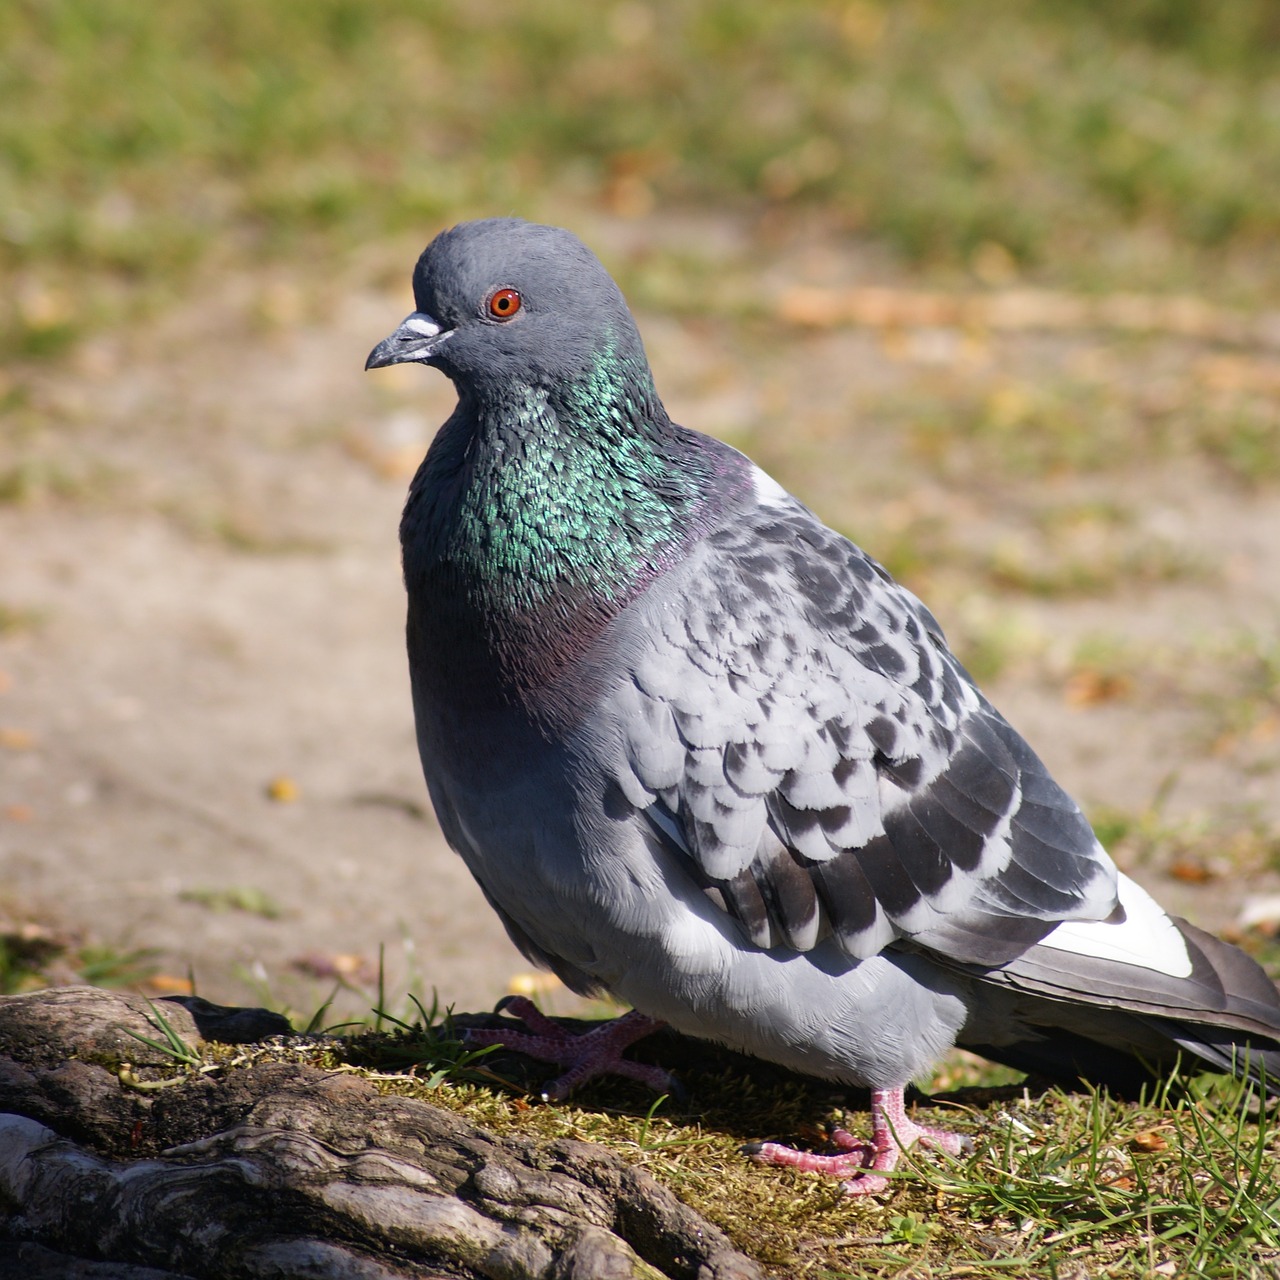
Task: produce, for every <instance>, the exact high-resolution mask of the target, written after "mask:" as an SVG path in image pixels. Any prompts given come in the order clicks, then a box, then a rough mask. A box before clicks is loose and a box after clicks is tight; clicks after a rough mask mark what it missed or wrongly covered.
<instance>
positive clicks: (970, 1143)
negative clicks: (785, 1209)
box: [742, 1089, 973, 1196]
mask: <svg viewBox="0 0 1280 1280" xmlns="http://www.w3.org/2000/svg"><path fill="white" fill-rule="evenodd" d="M831 1140H832V1143H833V1144H835V1146H836V1147H838V1148H840V1149H838V1152H836V1153H835V1155H831V1156H819V1155H815V1153H813V1152H809V1151H796V1149H795V1148H794V1147H783V1146H782V1144H781V1143H777V1142H762V1143H753V1144H751V1146H750V1147H744V1148H742V1149H744V1151H745V1152H746V1153H748V1155H749V1156H750V1157H751V1158H753V1160H756V1161H759V1162H760V1164H762V1165H785V1166H787V1167H790V1169H803V1170H805V1171H806V1172H818V1174H828V1175H831V1176H833V1178H846V1176H849V1175H850V1174H851V1175H852V1178H850V1180H849V1181H847V1183H845V1187H844V1190H845V1194H847V1196H870V1194H874V1193H876V1192H881V1190H883V1189H884V1188H886V1187H888V1178H887V1176H884V1175H886V1174H890V1172H892V1171H893V1170H895V1169H896V1167H897V1161H899V1157H900V1156H901V1155H902V1152H904V1151H906V1148H908V1147H911V1146H914V1144H915V1143H919V1144H920V1146H922V1147H932V1148H934V1149H937V1151H945V1152H947V1153H948V1155H951V1156H959V1155H961V1153H963V1152H965V1151H970V1149H972V1148H973V1143H972V1142H970V1140H969V1139H968V1138H965V1137H963V1135H961V1134H956V1133H948V1132H947V1130H946V1129H933V1128H929V1126H927V1125H922V1124H916V1123H915V1121H914V1120H913V1119H911V1117H910V1116H908V1114H906V1107H905V1105H904V1101H902V1091H901V1089H872V1140H870V1142H861V1140H859V1139H858V1138H855V1137H854V1135H852V1134H851V1133H847V1132H846V1130H845V1129H836V1130H835V1132H833V1133H832V1135H831Z"/></svg>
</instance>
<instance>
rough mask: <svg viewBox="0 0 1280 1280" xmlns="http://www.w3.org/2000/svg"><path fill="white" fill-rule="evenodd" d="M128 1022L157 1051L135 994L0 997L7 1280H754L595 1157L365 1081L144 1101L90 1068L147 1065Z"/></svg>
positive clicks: (173, 1024) (2, 1244)
mask: <svg viewBox="0 0 1280 1280" xmlns="http://www.w3.org/2000/svg"><path fill="white" fill-rule="evenodd" d="M187 1004H191V1002H187ZM164 1009H165V1018H166V1019H168V1020H169V1021H170V1023H172V1024H173V1027H174V1029H175V1030H177V1032H178V1033H179V1034H180V1036H182V1037H183V1038H186V1039H188V1041H196V1039H198V1038H201V1027H204V1028H205V1030H206V1032H207V1033H209V1034H210V1037H211V1038H212V1037H214V1036H216V1037H218V1038H220V1039H246V1038H256V1037H259V1036H262V1034H273V1033H275V1032H279V1030H280V1029H282V1028H280V1025H279V1024H278V1023H273V1021H271V1019H274V1018H275V1015H271V1014H265V1012H264V1011H260V1010H259V1011H252V1010H218V1009H216V1006H207V1005H205V1004H204V1002H197V1004H195V1006H193V1007H184V1006H183V1005H174V1004H165V1005H164ZM237 1021H238V1025H237ZM127 1029H132V1030H134V1032H137V1033H140V1034H143V1036H148V1037H150V1038H152V1039H155V1038H156V1037H157V1033H156V1029H155V1025H154V1024H152V1023H150V1021H148V1020H147V1002H146V1001H143V1000H141V998H140V997H134V996H124V995H118V993H114V992H104V991H97V989H93V988H59V989H54V991H47V992H37V993H33V995H27V996H10V997H3V998H0V1112H3V1114H0V1215H3V1216H0V1276H3V1277H9V1276H13V1277H19V1276H20V1277H23V1280H45V1277H50V1280H51V1277H54V1276H56V1277H59V1280H63V1277H83V1280H161V1277H164V1280H178V1277H189V1280H206V1277H209V1280H239V1277H243V1280H265V1277H273V1280H283V1277H315V1280H328V1277H333V1280H348V1277H349V1280H401V1277H406V1280H407V1277H426V1276H433V1277H435V1276H439V1277H481V1276H483V1277H486V1280H490V1277H492V1280H522V1277H538V1280H613V1277H618V1280H621V1277H654V1280H655V1277H659V1276H671V1277H680V1280H686V1277H687V1280H759V1277H762V1276H763V1272H762V1271H760V1268H759V1267H758V1266H756V1263H754V1262H753V1261H750V1260H749V1258H746V1257H745V1256H744V1254H741V1253H739V1252H737V1251H735V1249H733V1248H732V1245H731V1244H730V1243H728V1240H727V1239H726V1238H724V1235H723V1234H722V1233H721V1231H719V1230H717V1229H716V1228H714V1226H712V1225H710V1224H708V1222H707V1221H704V1220H703V1219H700V1217H699V1216H698V1215H696V1213H694V1212H692V1211H691V1210H690V1208H687V1207H686V1206H685V1204H682V1203H681V1202H680V1201H678V1199H676V1197H675V1196H672V1194H671V1193H669V1192H667V1190H666V1189H664V1188H662V1187H659V1185H658V1184H657V1183H654V1180H653V1179H652V1178H649V1176H648V1175H646V1174H645V1172H644V1171H643V1170H639V1169H635V1167H632V1166H630V1165H627V1164H625V1162H623V1161H621V1160H618V1158H617V1157H614V1156H613V1155H611V1153H609V1152H605V1151H603V1149H600V1148H598V1147H594V1146H591V1144H589V1143H581V1142H570V1140H557V1142H536V1140H531V1139H522V1138H497V1137H494V1135H492V1134H488V1133H485V1132H484V1130H483V1129H477V1128H475V1126H474V1125H470V1124H467V1123H466V1121H465V1120H462V1119H461V1117H458V1116H457V1115H454V1114H452V1112H449V1111H444V1110H442V1108H439V1107H434V1106H431V1105H429V1103H426V1102H420V1101H416V1100H412V1098H403V1097H396V1096H384V1094H381V1093H379V1092H378V1089H376V1088H375V1087H374V1085H372V1084H371V1083H369V1082H367V1080H364V1079H361V1078H358V1076H356V1075H351V1074H334V1073H326V1071H323V1070H319V1069H316V1068H307V1066H292V1065H284V1064H279V1062H274V1064H266V1065H259V1066H241V1068H234V1069H232V1070H228V1071H227V1073H224V1074H223V1075H220V1078H218V1079H212V1078H207V1076H206V1078H183V1079H180V1080H179V1082H178V1083H174V1084H173V1085H172V1087H169V1088H163V1089H155V1091H138V1089H136V1088H129V1087H127V1085H125V1084H123V1083H122V1082H120V1079H119V1076H118V1074H116V1073H115V1071H113V1070H111V1069H110V1068H109V1066H108V1065H102V1064H104V1062H113V1061H114V1062H119V1061H129V1060H134V1061H136V1060H137V1057H138V1053H140V1051H141V1052H143V1053H145V1052H146V1051H145V1050H142V1047H141V1046H140V1044H138V1042H137V1041H136V1039H133V1038H132V1037H129V1036H128V1034H127ZM152 1056H154V1055H152Z"/></svg>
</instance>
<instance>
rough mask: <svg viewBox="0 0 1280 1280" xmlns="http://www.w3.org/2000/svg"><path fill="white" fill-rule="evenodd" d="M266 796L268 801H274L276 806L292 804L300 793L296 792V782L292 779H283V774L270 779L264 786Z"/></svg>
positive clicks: (296, 786)
mask: <svg viewBox="0 0 1280 1280" xmlns="http://www.w3.org/2000/svg"><path fill="white" fill-rule="evenodd" d="M266 795H268V799H269V800H274V801H275V803H276V804H293V803H294V801H296V800H297V799H298V797H300V796H301V795H302V792H301V791H300V790H298V785H297V782H294V781H293V778H288V777H284V776H283V774H282V776H280V777H278V778H271V781H270V782H268V785H266Z"/></svg>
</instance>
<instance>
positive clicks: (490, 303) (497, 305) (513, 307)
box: [489, 289, 520, 320]
mask: <svg viewBox="0 0 1280 1280" xmlns="http://www.w3.org/2000/svg"><path fill="white" fill-rule="evenodd" d="M518 310H520V294H518V293H517V292H516V291H515V289H499V291H498V292H497V293H495V294H494V296H493V297H492V298H490V300H489V315H492V316H493V317H494V320H509V319H511V317H512V316H513V315H515V314H516V312H517V311H518Z"/></svg>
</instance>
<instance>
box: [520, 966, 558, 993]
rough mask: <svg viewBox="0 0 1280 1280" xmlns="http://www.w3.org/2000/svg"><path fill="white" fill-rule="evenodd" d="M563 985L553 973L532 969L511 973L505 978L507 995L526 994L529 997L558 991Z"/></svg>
mask: <svg viewBox="0 0 1280 1280" xmlns="http://www.w3.org/2000/svg"><path fill="white" fill-rule="evenodd" d="M563 986H564V983H562V982H561V980H559V978H557V977H556V974H553V973H536V972H534V970H527V972H525V973H513V974H512V975H511V978H509V979H508V980H507V995H508V996H527V997H530V998H531V997H534V996H538V995H543V993H544V992H548V991H558V989H559V988H561V987H563Z"/></svg>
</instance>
___
From the entries above, restate word for word the lines from the line containing "positive clicks: (490, 303)" to the line containing "box: [520, 966, 558, 993]", both ends included, and nothing more.

▶ EXERCISE RESULT:
positive clicks: (490, 303) (497, 305) (513, 307)
box: [489, 289, 520, 320]
mask: <svg viewBox="0 0 1280 1280" xmlns="http://www.w3.org/2000/svg"><path fill="white" fill-rule="evenodd" d="M518 310H520V294H518V293H517V292H516V291H515V289H499V291H498V292H497V293H495V294H494V296H493V297H492V298H490V300H489V315H492V316H493V317H494V320H509V319H511V317H512V316H513V315H515V314H516V312H517V311H518Z"/></svg>
</instance>
<instance>
box: [520, 966, 558, 993]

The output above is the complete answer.